*What to work on*:
Reproduce all of the data below exactly, line by line, and leave the pictures out of your copy.
____
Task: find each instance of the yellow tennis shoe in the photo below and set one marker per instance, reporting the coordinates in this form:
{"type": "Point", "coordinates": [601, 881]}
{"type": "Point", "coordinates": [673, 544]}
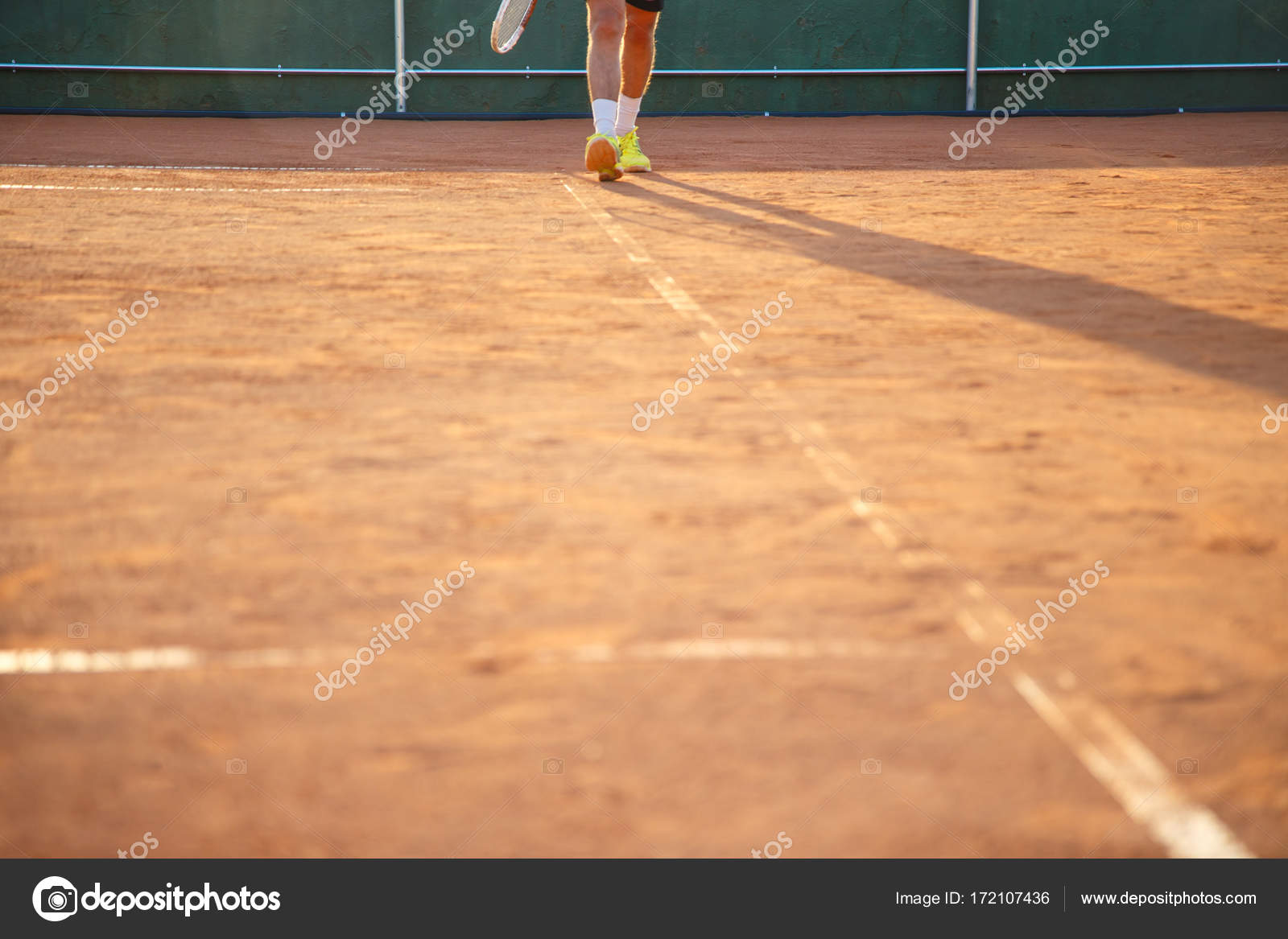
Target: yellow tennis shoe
{"type": "Point", "coordinates": [633, 158]}
{"type": "Point", "coordinates": [603, 156]}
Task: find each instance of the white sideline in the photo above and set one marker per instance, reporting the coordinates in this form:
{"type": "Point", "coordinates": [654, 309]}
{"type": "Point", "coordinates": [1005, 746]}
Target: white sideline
{"type": "Point", "coordinates": [1109, 752]}
{"type": "Point", "coordinates": [188, 658]}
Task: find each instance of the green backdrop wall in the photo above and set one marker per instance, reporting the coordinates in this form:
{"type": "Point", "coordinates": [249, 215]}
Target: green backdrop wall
{"type": "Point", "coordinates": [693, 35]}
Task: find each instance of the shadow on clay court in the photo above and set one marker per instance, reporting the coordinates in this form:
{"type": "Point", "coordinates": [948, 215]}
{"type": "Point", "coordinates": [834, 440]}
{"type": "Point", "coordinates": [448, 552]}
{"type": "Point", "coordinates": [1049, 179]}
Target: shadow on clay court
{"type": "Point", "coordinates": [1201, 342]}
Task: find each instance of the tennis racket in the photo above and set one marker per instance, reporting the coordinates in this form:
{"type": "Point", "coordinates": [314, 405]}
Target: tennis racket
{"type": "Point", "coordinates": [510, 21]}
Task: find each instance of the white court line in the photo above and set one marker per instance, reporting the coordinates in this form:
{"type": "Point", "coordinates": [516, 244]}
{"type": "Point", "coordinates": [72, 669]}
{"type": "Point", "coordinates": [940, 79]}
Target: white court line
{"type": "Point", "coordinates": [208, 188]}
{"type": "Point", "coordinates": [159, 658]}
{"type": "Point", "coordinates": [178, 167]}
{"type": "Point", "coordinates": [188, 658]}
{"type": "Point", "coordinates": [1109, 752]}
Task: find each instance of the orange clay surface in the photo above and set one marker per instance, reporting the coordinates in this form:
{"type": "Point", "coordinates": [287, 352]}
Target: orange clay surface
{"type": "Point", "coordinates": [680, 642]}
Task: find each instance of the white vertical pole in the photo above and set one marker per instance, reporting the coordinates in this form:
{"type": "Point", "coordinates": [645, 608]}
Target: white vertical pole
{"type": "Point", "coordinates": [398, 51]}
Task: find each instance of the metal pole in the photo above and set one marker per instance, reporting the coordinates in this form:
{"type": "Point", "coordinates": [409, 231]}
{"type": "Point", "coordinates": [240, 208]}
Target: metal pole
{"type": "Point", "coordinates": [401, 68]}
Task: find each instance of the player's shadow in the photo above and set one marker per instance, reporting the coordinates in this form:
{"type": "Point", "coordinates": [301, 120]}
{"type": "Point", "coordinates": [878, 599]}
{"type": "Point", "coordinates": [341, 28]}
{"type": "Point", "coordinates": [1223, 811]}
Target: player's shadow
{"type": "Point", "coordinates": [1198, 340]}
____
*Response to this exercise*:
Task: find each instance of the yellow tennis shoe in the photo below and set one marker per instance, reporting the coordinates in this form:
{"type": "Point", "coordinates": [601, 881]}
{"type": "Point", "coordinates": [673, 544]}
Target: yellow tennis shoe
{"type": "Point", "coordinates": [633, 158]}
{"type": "Point", "coordinates": [603, 156]}
Task: find each instance of the white sideline in the photo above and set one marker per instance, reporting the coordinates in this form:
{"type": "Point", "coordinates": [654, 309]}
{"type": "Point", "coordinates": [1005, 746]}
Target: white sideline
{"type": "Point", "coordinates": [1109, 752]}
{"type": "Point", "coordinates": [188, 658]}
Task: find each instance of the green backdrop wall in the photo above and set one marker per instance, reporting the coordinates in this form:
{"type": "Point", "coordinates": [249, 215]}
Target: green backdrop wall
{"type": "Point", "coordinates": [693, 35]}
Task: find each instance of the shadow on clay court in the photo above and set one marker per instance, reporting the coordinates in this form:
{"type": "Point", "coordinates": [948, 215]}
{"type": "Point", "coordinates": [834, 440]}
{"type": "Point", "coordinates": [448, 552]}
{"type": "Point", "coordinates": [1049, 179]}
Target: shadow on clay court
{"type": "Point", "coordinates": [1201, 342]}
Task: find each instance of the tennis racket in the photo above and set one marker per instance, reporting the coordinates in this form:
{"type": "Point", "coordinates": [314, 405]}
Target: tennis racket
{"type": "Point", "coordinates": [510, 21]}
Task: find each instance of the white court line in the photo above and set one marker per instance, reporting the coordinates in this form:
{"type": "Point", "coordinates": [516, 244]}
{"type": "Point", "coordinates": [72, 669]}
{"type": "Point", "coordinates": [940, 79]}
Target: white court line
{"type": "Point", "coordinates": [208, 188]}
{"type": "Point", "coordinates": [159, 658]}
{"type": "Point", "coordinates": [178, 167]}
{"type": "Point", "coordinates": [188, 658]}
{"type": "Point", "coordinates": [1109, 752]}
Task: find each instance of the orange clay surface in the photo above and set one marker per instance, reporting the coordinates in this form:
{"type": "Point", "coordinates": [287, 352]}
Target: orange clay surface
{"type": "Point", "coordinates": [680, 642]}
Task: find each instance of the white vertical pole in the photo above and set one marker per instance, reporting the coordinates in this form:
{"type": "Point", "coordinates": [645, 608]}
Target: white vertical pole
{"type": "Point", "coordinates": [398, 51]}
Task: find each instance of the metal pole in the photo above and set one marker per instance, reporting the coordinates in this form:
{"type": "Point", "coordinates": [409, 231]}
{"type": "Point", "coordinates": [240, 208]}
Target: metal pole
{"type": "Point", "coordinates": [401, 68]}
Task: find each instance of the player's shadow in the photo above and set one marker per instance, reporting the coordinates in this form:
{"type": "Point", "coordinates": [301, 120]}
{"type": "Point", "coordinates": [878, 599]}
{"type": "Point", "coordinates": [341, 28]}
{"type": "Point", "coordinates": [1223, 811]}
Target: player's shadow
{"type": "Point", "coordinates": [1198, 340]}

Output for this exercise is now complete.